L’homme est-il responsable de ses malheurs ? Une controverse célèbre entre Voltaire et Rousseau eut lieu lors d’un raz-de-marée et d’un incendie qui ravagea Lisbonne le 1° novembre 1755. On compta plus de 50 000 victimes. Voltaire se désole de la fatalité et de la cruauté du sort dans un poème sur le désastre de Lisbonne :
Cent mille infortunés que la terre dévore,
Qui, sanglants, déchirés, et palpitants encore,
Enterrés sous leurs toits, terminent sans secours
Dans l’horreur des tourments leurs lamentables jours !
Quel crime, quelle faute ont commis ces enfants
Sur le sein maternel écrasés et sanglants ?
J.J.Rousseau fit à Voltaire une réponse sublime : « Vous auriez voulu, et qui ne l’eut pas voulu ! que le tremblement se fût fait au fond d’un désert. Mais que signifierait un pareil privilège ? […] Serait-ce à dire que la nature doit être soumise à nos lois ? La plupart de nos maux physiques sont encore notre ouvrage. Sans quitter votre sujet de Lisbonne, convenez, par exemple, que la nature n’avait point rassemblé là vingt mille maisons de six à sept étages, et que si les habitants de cette grande ville eussent été dispersés plus également, et plus légèrement logés, le dégât eût été beaucoup moindre, et peut-être nul. (Lettre sur la providence)
Aujourd’hui encore plus que hier, c’est Rousseau qui a raison.
*-*-*
TRAVAIL DEMANDÉ ::
**A.** Réécrivez sous forme de liste le paragraphe de l’extrait sur Lisbonne qui commence par « L’homme est-il responsable de ses malheurs ? », en gardant ses faits principaux.
**B.** Dans l’extrait sur Lisbonne, combien d’étages comptaient les maisons évoquées par Rousseau ?
**C.** Poursuivez l’extrait sur Lisbonne après sa dernière phrase.
Ces lignes n’ont aucun rapport avec l’extrait sur Lisbonne.

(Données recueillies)
*-*-*
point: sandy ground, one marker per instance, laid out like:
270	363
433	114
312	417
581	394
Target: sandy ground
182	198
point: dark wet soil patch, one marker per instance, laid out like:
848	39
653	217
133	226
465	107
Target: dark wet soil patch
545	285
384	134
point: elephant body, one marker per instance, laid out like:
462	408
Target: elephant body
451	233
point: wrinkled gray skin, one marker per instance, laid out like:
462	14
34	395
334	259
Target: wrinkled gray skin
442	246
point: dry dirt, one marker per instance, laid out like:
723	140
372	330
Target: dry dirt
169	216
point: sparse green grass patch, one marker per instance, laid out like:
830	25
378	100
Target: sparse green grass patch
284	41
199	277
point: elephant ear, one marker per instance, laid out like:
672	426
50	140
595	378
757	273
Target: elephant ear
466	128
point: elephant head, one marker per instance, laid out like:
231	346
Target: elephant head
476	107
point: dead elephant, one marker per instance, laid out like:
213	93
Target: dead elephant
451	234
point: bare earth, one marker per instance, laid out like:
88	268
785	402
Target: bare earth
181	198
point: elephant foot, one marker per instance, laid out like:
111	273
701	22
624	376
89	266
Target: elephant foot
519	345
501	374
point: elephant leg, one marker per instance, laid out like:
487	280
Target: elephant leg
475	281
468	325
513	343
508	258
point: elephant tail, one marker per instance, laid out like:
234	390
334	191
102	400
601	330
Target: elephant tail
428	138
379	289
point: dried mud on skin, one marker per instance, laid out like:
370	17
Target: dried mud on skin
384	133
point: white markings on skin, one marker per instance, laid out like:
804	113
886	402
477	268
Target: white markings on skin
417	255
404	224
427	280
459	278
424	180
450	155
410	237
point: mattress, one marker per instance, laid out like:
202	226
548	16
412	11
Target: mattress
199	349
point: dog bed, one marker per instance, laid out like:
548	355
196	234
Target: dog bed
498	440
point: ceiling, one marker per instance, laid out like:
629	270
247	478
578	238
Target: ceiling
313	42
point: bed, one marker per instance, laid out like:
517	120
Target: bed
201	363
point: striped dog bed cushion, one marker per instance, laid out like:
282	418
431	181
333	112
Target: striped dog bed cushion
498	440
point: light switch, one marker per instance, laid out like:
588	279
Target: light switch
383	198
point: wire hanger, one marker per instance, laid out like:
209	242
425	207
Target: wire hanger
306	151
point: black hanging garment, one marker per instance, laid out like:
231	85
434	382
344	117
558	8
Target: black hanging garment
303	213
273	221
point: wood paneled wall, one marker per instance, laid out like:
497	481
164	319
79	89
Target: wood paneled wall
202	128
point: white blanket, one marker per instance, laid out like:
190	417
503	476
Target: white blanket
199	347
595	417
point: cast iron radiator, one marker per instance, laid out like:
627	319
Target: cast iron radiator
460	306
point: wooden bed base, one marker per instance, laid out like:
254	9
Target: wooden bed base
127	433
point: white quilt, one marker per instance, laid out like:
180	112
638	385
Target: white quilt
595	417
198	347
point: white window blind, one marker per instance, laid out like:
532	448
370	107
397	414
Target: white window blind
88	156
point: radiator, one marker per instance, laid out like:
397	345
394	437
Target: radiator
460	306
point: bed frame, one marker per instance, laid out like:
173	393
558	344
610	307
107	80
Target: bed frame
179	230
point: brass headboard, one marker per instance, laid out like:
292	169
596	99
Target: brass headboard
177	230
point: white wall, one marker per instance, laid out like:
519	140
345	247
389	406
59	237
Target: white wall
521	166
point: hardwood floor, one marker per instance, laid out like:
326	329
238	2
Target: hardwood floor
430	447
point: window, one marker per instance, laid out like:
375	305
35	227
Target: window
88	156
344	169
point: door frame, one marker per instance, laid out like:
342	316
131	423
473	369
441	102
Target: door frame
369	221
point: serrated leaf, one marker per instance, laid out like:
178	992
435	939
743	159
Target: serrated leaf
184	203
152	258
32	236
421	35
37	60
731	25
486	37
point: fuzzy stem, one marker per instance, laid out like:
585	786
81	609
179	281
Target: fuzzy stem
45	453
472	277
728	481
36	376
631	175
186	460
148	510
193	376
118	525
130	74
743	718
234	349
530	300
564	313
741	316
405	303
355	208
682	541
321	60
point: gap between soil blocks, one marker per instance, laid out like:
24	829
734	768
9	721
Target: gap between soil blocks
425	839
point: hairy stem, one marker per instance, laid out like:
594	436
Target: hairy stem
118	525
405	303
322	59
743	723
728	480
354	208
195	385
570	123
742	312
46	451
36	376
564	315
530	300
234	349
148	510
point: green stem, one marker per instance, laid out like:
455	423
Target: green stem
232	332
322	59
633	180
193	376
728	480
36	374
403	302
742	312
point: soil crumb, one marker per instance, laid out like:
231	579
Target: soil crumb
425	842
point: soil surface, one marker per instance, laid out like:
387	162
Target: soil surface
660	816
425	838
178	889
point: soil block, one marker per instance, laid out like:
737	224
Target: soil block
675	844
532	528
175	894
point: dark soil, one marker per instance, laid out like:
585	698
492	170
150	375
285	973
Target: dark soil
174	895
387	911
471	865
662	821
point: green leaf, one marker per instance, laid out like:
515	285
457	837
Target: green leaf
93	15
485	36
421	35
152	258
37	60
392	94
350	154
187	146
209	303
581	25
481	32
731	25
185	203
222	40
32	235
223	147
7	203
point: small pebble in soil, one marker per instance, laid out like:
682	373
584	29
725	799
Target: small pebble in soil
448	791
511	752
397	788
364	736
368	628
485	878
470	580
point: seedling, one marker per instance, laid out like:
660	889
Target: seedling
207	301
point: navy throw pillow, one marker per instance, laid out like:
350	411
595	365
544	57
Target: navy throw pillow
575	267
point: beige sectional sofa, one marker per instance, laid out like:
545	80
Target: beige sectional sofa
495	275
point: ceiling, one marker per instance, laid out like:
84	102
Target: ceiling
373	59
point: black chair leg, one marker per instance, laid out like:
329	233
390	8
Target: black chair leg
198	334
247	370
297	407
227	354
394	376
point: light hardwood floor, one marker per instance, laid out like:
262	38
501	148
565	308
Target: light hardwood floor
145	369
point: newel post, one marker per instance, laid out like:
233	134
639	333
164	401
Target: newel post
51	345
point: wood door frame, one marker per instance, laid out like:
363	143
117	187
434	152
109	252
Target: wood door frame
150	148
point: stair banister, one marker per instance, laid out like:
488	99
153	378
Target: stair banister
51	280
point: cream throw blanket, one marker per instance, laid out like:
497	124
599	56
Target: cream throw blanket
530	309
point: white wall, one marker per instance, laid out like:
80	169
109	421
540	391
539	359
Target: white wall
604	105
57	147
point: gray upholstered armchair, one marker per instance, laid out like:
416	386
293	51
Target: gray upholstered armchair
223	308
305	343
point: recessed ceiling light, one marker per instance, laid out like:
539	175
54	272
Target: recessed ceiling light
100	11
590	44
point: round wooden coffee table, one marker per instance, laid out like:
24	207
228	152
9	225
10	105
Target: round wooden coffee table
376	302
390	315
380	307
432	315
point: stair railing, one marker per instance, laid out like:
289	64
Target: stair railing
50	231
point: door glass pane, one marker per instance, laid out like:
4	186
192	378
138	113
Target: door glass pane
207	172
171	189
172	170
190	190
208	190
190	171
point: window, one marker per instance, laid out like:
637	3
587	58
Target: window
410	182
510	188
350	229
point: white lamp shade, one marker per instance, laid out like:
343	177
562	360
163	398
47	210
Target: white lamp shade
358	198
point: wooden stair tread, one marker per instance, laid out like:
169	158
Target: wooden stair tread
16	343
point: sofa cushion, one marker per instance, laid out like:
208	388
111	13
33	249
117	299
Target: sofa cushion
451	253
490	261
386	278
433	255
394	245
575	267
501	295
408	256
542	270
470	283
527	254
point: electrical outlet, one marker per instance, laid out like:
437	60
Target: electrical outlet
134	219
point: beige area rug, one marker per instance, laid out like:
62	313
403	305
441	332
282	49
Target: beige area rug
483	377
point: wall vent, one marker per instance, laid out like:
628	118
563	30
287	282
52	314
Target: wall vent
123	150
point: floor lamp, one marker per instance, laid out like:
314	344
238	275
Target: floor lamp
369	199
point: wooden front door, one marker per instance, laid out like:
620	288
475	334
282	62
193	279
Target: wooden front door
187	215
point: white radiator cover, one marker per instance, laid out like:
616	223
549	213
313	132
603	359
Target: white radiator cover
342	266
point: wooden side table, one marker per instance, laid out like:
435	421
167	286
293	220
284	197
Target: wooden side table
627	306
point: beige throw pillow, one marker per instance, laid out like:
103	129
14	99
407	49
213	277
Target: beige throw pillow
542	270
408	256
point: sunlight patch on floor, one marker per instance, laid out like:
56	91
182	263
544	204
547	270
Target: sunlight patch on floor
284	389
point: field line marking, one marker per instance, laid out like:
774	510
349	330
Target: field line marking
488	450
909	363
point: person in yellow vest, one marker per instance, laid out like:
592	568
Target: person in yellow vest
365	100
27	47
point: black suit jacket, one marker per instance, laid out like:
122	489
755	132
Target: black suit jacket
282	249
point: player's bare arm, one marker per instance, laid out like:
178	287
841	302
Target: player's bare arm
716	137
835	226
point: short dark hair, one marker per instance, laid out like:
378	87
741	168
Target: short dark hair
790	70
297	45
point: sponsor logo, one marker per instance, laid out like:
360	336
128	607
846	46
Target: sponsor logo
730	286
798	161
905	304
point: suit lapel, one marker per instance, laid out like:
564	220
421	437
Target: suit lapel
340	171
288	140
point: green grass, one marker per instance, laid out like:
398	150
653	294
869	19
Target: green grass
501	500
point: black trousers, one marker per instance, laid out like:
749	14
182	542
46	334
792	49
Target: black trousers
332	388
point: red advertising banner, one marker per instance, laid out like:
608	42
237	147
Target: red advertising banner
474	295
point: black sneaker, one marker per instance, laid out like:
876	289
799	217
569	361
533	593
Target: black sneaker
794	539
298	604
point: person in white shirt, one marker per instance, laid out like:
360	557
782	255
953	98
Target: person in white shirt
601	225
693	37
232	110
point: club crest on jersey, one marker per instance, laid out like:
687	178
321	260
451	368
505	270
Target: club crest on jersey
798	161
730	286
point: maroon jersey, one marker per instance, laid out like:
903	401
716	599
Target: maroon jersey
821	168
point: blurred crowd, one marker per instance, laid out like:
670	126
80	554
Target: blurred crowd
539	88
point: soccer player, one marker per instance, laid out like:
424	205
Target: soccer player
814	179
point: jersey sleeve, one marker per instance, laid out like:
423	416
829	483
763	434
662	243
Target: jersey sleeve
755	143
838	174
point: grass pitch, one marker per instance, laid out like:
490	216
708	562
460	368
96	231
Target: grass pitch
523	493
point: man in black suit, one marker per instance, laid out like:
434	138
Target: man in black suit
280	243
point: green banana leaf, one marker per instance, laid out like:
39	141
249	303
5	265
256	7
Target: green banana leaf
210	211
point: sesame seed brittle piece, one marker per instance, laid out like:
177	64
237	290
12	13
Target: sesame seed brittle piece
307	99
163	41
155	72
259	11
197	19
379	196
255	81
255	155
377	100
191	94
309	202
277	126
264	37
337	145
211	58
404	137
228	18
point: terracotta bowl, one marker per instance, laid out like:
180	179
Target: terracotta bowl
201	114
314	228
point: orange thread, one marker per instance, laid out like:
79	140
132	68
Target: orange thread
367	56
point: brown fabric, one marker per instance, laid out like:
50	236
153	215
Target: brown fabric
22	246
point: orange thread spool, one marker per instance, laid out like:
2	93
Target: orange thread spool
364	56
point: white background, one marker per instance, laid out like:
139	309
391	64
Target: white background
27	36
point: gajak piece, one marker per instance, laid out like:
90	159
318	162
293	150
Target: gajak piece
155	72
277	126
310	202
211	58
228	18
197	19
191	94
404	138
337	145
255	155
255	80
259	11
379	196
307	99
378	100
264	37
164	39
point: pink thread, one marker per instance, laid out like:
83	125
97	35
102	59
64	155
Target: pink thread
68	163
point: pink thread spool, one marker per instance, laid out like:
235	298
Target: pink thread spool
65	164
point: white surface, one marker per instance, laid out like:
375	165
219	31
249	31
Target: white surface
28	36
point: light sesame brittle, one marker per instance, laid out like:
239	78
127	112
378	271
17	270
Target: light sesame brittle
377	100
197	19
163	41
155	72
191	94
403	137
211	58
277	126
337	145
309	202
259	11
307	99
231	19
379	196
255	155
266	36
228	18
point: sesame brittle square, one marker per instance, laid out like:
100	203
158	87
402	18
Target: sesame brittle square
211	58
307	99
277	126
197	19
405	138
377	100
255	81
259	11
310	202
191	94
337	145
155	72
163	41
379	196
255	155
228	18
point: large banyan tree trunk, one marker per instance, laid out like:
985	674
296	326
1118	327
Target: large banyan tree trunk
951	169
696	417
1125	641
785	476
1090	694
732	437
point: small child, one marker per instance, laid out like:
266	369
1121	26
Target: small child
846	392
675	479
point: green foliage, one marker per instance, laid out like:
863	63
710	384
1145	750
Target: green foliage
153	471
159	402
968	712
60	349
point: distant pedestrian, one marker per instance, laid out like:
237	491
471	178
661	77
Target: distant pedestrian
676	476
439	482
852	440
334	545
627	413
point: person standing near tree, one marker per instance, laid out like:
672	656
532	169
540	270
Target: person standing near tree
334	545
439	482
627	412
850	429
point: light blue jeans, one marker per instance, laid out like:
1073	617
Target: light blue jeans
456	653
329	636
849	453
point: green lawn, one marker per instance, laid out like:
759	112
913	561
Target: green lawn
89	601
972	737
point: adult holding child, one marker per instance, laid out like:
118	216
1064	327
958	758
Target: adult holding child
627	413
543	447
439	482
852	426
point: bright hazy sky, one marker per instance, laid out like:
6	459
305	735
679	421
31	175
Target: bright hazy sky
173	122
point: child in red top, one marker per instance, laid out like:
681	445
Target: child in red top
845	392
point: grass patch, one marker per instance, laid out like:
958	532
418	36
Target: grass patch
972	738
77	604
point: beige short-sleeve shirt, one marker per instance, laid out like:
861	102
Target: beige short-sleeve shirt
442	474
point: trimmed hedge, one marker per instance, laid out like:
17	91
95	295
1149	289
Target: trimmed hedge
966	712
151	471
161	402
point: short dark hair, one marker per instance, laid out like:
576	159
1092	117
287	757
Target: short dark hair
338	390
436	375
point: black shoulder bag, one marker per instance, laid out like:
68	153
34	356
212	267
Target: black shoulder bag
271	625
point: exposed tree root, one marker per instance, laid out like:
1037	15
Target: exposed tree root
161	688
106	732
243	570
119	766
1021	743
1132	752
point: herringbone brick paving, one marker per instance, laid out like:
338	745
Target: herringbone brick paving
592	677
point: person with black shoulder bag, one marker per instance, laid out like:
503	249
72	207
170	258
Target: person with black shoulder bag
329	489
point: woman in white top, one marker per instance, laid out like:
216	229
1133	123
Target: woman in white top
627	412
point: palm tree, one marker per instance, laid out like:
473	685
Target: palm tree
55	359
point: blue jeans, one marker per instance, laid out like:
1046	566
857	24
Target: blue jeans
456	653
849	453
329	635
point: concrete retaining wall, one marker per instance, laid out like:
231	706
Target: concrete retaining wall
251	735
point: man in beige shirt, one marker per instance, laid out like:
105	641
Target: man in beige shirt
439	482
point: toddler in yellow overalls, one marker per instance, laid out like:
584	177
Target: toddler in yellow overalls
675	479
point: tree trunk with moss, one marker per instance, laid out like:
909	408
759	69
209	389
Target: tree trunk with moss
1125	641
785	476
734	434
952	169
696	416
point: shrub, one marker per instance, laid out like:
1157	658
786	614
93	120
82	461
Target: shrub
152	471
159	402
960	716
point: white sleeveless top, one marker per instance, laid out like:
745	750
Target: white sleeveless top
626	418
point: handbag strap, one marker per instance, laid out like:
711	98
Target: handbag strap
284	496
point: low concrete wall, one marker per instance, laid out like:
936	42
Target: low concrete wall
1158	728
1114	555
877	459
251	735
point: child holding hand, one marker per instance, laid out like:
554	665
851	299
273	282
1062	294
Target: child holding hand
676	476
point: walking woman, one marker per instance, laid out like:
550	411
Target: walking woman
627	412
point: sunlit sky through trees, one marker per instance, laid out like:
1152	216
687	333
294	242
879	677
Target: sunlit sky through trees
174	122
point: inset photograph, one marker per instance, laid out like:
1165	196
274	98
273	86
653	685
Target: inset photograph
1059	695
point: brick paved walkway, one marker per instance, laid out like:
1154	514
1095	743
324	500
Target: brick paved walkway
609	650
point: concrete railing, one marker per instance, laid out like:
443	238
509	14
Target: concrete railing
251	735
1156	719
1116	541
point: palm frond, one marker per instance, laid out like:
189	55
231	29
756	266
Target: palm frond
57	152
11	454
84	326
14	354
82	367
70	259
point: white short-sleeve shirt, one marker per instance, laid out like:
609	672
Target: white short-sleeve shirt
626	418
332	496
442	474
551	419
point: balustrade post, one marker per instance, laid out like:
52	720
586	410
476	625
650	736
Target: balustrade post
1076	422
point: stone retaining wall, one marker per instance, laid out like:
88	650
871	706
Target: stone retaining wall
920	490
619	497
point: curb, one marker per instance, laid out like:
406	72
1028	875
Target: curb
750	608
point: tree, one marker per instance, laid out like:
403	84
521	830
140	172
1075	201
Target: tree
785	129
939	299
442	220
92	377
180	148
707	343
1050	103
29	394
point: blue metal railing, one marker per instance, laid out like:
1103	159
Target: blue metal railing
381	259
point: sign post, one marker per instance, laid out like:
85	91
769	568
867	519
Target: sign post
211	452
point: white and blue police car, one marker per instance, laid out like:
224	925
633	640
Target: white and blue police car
*-*-*
RÉSULTATS ATTENDUS ::
**A.**
- Question posée : l’homme est-il responsable de ses malheurs ?
- Une controverse célèbre oppose Voltaire et Rousseau.
- Elle naît d’un raz-de-marée et d’un incendie qui ravagent Lisbonne le 1er novembre 1755.
- On compte plus de 50 000 victimes.
- Dans un poème sur le désastre de Lisbonne, Voltaire se désole de la fatalité et de la cruauté du sort.

**B.** De six à sept étages.

**C.**
Le Vénézuélien Salvano Briceno, qui dirige la Stratégie internationale de réduction des catastrophes des Nations unies, confirme : « C’est l’action de l’homme qui transforme l’aléa naturel en désastre. L’aménagement du territoire et la politique de construction portent une responsabilité essentielle dans la fabrication des catastrophes. Elles ne sont pas naturelles. On a permis aux gens de s’installer sur les bords des fleuves, dans les plaines d’inondation. Des endroits où les risques étaient pourtant bien connus. En Russie, la mauvaise gestion des forêts a été une des causes principales des incendies. En Chine, la croissance urbaine incontrôlée et la déforestation favorisent les glissements de terrain. En Haïti, le 12 janvier, les habitants de Port-au-Prince ont été tués par leur pauvreté, pas par le tremblement de terre. Il faut substituer une stratégie de réduction du risque, aujourd’hui largement inexistante, à la politique actuelle de gestion des catastrophes.»(LeMonde du 28 août)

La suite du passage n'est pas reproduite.